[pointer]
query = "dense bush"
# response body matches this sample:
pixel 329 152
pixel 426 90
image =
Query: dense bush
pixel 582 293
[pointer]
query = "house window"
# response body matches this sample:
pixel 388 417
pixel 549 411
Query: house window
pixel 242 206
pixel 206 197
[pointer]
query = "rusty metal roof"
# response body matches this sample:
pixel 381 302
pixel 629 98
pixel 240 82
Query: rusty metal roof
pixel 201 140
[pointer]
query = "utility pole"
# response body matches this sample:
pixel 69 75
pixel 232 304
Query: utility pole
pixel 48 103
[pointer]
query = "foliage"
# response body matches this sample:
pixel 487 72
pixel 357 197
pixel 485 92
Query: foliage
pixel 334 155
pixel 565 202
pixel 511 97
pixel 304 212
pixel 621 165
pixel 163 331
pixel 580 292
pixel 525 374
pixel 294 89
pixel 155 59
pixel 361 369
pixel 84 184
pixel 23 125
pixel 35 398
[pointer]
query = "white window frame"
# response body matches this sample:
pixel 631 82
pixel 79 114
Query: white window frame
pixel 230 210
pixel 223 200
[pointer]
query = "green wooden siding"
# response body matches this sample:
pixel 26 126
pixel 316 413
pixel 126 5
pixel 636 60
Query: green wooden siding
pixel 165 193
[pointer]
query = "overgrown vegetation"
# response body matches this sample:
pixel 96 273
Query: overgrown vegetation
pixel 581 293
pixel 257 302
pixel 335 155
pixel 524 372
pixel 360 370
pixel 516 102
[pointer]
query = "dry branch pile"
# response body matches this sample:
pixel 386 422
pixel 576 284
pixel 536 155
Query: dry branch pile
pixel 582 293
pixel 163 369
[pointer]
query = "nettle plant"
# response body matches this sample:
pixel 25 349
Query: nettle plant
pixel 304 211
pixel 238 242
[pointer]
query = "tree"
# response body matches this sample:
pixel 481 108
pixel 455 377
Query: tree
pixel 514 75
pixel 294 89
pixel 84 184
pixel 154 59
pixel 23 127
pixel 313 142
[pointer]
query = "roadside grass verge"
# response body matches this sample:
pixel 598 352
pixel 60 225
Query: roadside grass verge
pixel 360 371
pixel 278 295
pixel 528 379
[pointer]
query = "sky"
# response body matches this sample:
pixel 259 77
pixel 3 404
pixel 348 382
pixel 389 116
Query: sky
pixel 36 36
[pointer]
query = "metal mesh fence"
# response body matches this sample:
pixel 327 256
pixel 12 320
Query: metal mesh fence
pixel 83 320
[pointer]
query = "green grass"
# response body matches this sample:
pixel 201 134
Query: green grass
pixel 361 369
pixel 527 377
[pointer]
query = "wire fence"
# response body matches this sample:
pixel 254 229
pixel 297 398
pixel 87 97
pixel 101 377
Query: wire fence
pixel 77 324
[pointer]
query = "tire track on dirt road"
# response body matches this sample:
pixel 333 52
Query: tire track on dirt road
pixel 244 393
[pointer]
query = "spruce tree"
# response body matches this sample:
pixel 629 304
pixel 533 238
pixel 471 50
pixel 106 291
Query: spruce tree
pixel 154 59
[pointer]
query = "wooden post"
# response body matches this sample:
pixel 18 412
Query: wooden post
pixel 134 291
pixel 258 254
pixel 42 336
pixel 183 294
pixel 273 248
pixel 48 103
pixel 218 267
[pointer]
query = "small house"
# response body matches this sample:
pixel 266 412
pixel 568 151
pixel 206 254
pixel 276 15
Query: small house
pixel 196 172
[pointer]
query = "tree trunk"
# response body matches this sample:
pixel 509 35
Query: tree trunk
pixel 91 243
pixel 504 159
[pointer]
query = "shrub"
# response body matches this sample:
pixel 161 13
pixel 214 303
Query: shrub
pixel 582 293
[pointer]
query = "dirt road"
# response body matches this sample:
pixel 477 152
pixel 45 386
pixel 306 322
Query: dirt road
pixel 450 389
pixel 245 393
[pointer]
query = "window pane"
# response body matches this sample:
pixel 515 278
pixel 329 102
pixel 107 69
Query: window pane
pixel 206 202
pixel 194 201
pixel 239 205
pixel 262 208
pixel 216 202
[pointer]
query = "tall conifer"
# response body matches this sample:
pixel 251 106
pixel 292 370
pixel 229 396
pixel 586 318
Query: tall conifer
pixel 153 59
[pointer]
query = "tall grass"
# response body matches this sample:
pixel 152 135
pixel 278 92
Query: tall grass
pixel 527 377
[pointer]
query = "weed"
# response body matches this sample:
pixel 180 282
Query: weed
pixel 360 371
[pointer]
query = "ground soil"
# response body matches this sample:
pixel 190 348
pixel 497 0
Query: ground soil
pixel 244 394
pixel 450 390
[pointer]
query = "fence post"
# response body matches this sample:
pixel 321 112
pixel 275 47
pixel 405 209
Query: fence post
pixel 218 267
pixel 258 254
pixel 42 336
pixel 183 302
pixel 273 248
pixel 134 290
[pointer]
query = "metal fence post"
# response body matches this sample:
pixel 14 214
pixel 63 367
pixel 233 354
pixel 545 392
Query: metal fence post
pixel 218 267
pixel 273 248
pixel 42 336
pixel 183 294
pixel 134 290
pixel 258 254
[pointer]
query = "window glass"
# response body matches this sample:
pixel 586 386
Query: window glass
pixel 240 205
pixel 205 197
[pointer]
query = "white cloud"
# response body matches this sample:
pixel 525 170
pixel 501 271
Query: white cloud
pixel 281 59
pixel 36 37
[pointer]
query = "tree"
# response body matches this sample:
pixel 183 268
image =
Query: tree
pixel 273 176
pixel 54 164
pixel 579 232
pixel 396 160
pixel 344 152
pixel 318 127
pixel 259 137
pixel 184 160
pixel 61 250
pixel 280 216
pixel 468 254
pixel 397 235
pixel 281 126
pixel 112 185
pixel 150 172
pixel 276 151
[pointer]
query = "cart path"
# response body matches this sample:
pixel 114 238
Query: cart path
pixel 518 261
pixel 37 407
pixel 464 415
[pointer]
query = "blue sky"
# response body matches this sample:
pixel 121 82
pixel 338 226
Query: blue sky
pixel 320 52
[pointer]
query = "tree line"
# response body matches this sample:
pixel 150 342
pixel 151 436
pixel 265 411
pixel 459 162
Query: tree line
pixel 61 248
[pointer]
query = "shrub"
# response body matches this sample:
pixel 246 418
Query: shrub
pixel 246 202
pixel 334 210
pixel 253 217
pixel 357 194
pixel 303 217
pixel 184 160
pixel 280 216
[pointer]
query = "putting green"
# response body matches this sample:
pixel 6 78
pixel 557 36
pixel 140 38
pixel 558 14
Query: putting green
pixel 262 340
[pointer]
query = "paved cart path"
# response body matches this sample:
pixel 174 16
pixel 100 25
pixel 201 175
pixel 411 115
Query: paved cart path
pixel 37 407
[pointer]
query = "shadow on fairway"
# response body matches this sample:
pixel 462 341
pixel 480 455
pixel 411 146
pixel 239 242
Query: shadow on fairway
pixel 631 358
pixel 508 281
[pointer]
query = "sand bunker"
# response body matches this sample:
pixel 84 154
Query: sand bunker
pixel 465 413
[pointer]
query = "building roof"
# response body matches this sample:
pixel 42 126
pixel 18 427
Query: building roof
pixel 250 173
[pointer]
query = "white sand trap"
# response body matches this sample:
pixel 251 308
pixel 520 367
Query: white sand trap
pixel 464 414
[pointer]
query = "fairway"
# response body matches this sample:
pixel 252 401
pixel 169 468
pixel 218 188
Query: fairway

INSTRUCTIONS FOR THE TASK: Copy the listing above line for line, with no changes.

WRITTEN RESPONSE:
[pointer]
query = "dense bush"
# response body matches this sample:
pixel 329 152
pixel 426 90
image =
Query: dense bush
pixel 582 293
[pointer]
query = "house window"
# response body matches this sample:
pixel 388 417
pixel 549 411
Query: house window
pixel 242 206
pixel 206 197
[pointer]
query = "rusty metal roof"
# response body matches this sample:
pixel 381 302
pixel 629 98
pixel 240 82
Query: rusty metal roof
pixel 201 140
[pointer]
query = "utility pole"
# response body matches this sample:
pixel 69 75
pixel 232 304
Query: utility pole
pixel 48 103
[pointer]
query = "foliage"
# response body matches this sample:
pixel 487 72
pixel 357 197
pixel 485 92
Query: foliage
pixel 334 155
pixel 565 202
pixel 511 97
pixel 304 212
pixel 621 165
pixel 163 331
pixel 580 292
pixel 525 374
pixel 294 89
pixel 155 59
pixel 361 369
pixel 84 184
pixel 23 125
pixel 35 398
[pointer]
query = "white window frame"
# response body matches this sample:
pixel 631 82
pixel 79 114
Query: white window frame
pixel 230 210
pixel 223 200
[pointer]
query = "green wooden siding"
# response body matches this sample:
pixel 26 126
pixel 316 413
pixel 126 5
pixel 636 60
Query: green wooden siding
pixel 165 193
[pointer]
query = "overgrown vegetation"
# response body matches this sample:
pixel 96 273
Query: overgrown vegetation
pixel 581 293
pixel 257 302
pixel 335 155
pixel 524 372
pixel 360 370
pixel 516 102
[pointer]
query = "dry branch pile"
# response body matches this sample:
pixel 386 422
pixel 576 284
pixel 536 155
Query: dry branch pile
pixel 582 293
pixel 163 369
[pointer]
query = "nettle plant"
# response body matches this sample:
pixel 25 349
Query: nettle plant
pixel 304 211
pixel 238 242
[pointer]
query = "tree"
# response body matches this sample:
pixel 481 108
pixel 455 377
Query: tree
pixel 514 75
pixel 294 89
pixel 84 184
pixel 154 59
pixel 23 127
pixel 313 142
[pointer]
query = "roadside grass verge"
# response body matches this sample:
pixel 598 352
pixel 60 225
Query: roadside grass verge
pixel 360 371
pixel 278 295
pixel 528 379
[pointer]
query = "sky"
# response body matches this sample:
pixel 259 77
pixel 3 404
pixel 348 382
pixel 389 116
Query: sky
pixel 36 36
[pointer]
query = "metal mesh fence"
# response body matches this sample:
pixel 327 256
pixel 12 320
Query: metal mesh fence
pixel 83 320
[pointer]
query = "green grass"
# response body matches this sample:
pixel 201 134
Query: green grass
pixel 361 369
pixel 527 377
[pointer]
query = "wire fence"
# response body matches this sample:
pixel 254 229
pixel 297 398
pixel 87 97
pixel 101 377
Query: wire fence
pixel 77 324
[pointer]
query = "tire track on dirt road"
# response body matches this sample:
pixel 333 52
Query: tire track on dirt road
pixel 244 393
[pointer]
query = "spruce tree"
# response body matches this sample:
pixel 629 304
pixel 533 238
pixel 471 50
pixel 106 291
Query: spruce tree
pixel 154 59
[pointer]
query = "wooden post"
# response body matches this sample:
pixel 18 412
Query: wooden post
pixel 134 291
pixel 258 254
pixel 42 336
pixel 183 294
pixel 273 248
pixel 48 103
pixel 218 267
[pointer]
query = "small house"
# response body matches this sample:
pixel 266 412
pixel 568 151
pixel 206 254
pixel 276 15
Query: small house
pixel 196 172
[pointer]
query = "tree trunk"
# response body matches this sample:
pixel 509 35
Query: tree trunk
pixel 91 243
pixel 504 159
[pointer]
query = "shrub"
# response body matches this sample:
pixel 161 13
pixel 214 303
Query: shrub
pixel 582 293
[pointer]
query = "dirt road"
# response body matches this sample:
pixel 477 152
pixel 45 386
pixel 306 322
Query: dirt road
pixel 450 389
pixel 245 393
[pointer]
query = "window pane"
# response body matches this sample:
pixel 515 278
pixel 329 102
pixel 107 69
Query: window pane
pixel 206 202
pixel 194 201
pixel 239 205
pixel 262 208
pixel 216 202
[pointer]
query = "tall conifer"
# response body matches this sample:
pixel 251 106
pixel 292 370
pixel 229 396
pixel 586 318
Query: tall conifer
pixel 153 59
[pointer]
query = "tall grass"
# response body matches this sample:
pixel 152 135
pixel 278 92
Query: tall grass
pixel 527 377
[pointer]
query = "weed"
# response body matches this sample:
pixel 180 282
Query: weed
pixel 360 371
[pointer]
query = "ground soil"
# response body matches this sample:
pixel 190 348
pixel 497 0
Query: ground soil
pixel 244 394
pixel 450 390
[pointer]
query = "fence post"
# response body matches this sample:
pixel 321 112
pixel 275 47
pixel 405 209
Query: fence post
pixel 218 267
pixel 258 254
pixel 42 336
pixel 183 302
pixel 273 248
pixel 134 290
[pointer]
query = "metal fence post"
# response body matches this sample:
pixel 14 214
pixel 63 367
pixel 233 354
pixel 545 392
Query: metal fence post
pixel 218 267
pixel 273 248
pixel 42 336
pixel 183 294
pixel 134 290
pixel 258 254
[pointer]
query = "window glass"
# response body matches this sample:
pixel 586 386
Query: window glass
pixel 240 205
pixel 205 197
[pointer]
query = "white cloud"
# response body matches this sample:
pixel 525 170
pixel 501 271
Query: white cloud
pixel 281 59
pixel 36 37
[pointer]
query = "tree"
# response body matches this sample:
pixel 183 268
image =
Query: tree
pixel 273 176
pixel 54 164
pixel 579 232
pixel 396 160
pixel 344 152
pixel 318 127
pixel 259 137
pixel 184 160
pixel 61 250
pixel 280 216
pixel 468 254
pixel 397 235
pixel 281 126
pixel 112 185
pixel 150 172
pixel 276 151
[pointer]
query = "cart path"
# response body matches this sample:
pixel 114 238
Query: cart path
pixel 518 261
pixel 37 407
pixel 464 415
[pointer]
query = "blue sky"
# response body matches this sample:
pixel 121 82
pixel 338 226
Query: blue sky
pixel 320 52
[pointer]
query = "tree line"
# response body matches this sample:
pixel 150 342
pixel 151 436
pixel 265 411
pixel 459 162
Query: tree line
pixel 61 248
[pointer]
query = "shrub"
# response body matches this sample:
pixel 246 418
Query: shrub
pixel 246 202
pixel 334 210
pixel 253 217
pixel 357 194
pixel 303 217
pixel 184 160
pixel 280 216
[pointer]
query = "putting green"
# response body matches this sample:
pixel 6 78
pixel 557 36
pixel 140 38
pixel 558 14
Query: putting green
pixel 262 340
[pointer]
query = "paved cart path"
# response body matches this sample:
pixel 174 16
pixel 100 25
pixel 201 175
pixel 411 115
Query: paved cart path
pixel 37 407
[pointer]
query = "shadow on fairway"
# response body matches this sample:
pixel 462 341
pixel 480 455
pixel 411 146
pixel 239 242
Query: shadow on fairway
pixel 631 358
pixel 508 281
[pointer]
query = "sand bunker"
# response body matches this sample:
pixel 84 154
Query: sand bunker
pixel 465 413
[pointer]
query = "building roof"
# response body matches this sample:
pixel 42 126
pixel 18 427
Query: building roof
pixel 250 173
[pointer]
query = "white sand trap"
# response body matches this sample:
pixel 251 308
pixel 520 367
Query: white sand trap
pixel 464 414
[pointer]
query = "fairway"
# response body matches this sample:
pixel 252 401
pixel 169 468
pixel 218 188
Query: fairway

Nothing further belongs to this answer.